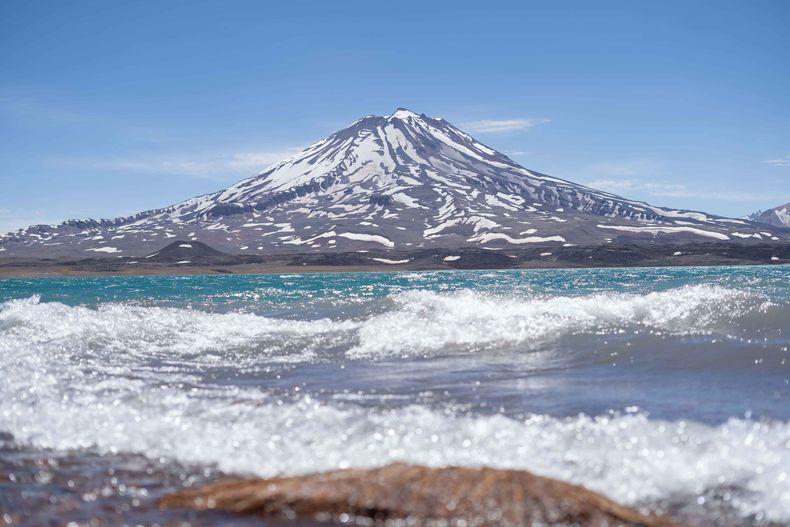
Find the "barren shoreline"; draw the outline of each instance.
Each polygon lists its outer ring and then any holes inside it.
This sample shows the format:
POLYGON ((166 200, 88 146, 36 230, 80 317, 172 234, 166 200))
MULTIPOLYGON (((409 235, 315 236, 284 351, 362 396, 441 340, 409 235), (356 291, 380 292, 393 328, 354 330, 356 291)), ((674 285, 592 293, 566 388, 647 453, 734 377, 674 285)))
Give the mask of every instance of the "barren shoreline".
POLYGON ((367 253, 197 256, 176 258, 0 258, 0 277, 272 274, 776 265, 790 263, 790 244, 689 243, 596 245, 522 250, 425 249, 367 253), (393 262, 393 263, 385 263, 393 262), (402 262, 402 263, 394 263, 402 262))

** The request **
Present every line of the records above as a numbered list, leaving out blank lines and the pictures.

** Answer to this task **
1. Find the "barren shoreline"; draw the outline of each instance.
2. Each polygon lists its outer ring and then any holes inside it.
3. This sample shows the format:
4. POLYGON ((166 200, 88 146, 36 230, 80 317, 172 234, 166 200))
5. MULTIPOLYGON (((409 235, 315 236, 284 351, 362 396, 441 340, 409 235), (356 291, 380 292, 393 328, 354 330, 356 291)), ((674 285, 592 293, 566 388, 647 453, 734 377, 674 285)))
6. Give the mask of every instance of the "barren shoreline".
7. POLYGON ((367 253, 197 256, 176 258, 0 258, 0 277, 272 274, 776 265, 790 263, 790 244, 689 243, 596 245, 522 250, 425 249, 367 253), (393 262, 393 263, 385 263, 393 262), (402 262, 402 263, 394 263, 402 262))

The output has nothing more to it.